Data drawn from a collection:

= = = = =

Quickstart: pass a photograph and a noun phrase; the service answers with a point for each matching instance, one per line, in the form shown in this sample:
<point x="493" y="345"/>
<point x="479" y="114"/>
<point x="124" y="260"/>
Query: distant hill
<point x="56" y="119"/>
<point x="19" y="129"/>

= = = = =

> Stated problem
Can you return all of the data above verbatim, line for line, without changing anything?

> Solution below
Quickstart: pass a photograph and a noun phrase; the service answers with a point for each matching instance, one per line, in the form shown in this sample:
<point x="493" y="345"/>
<point x="479" y="114"/>
<point x="124" y="260"/>
Query: distant hill
<point x="56" y="119"/>
<point x="19" y="129"/>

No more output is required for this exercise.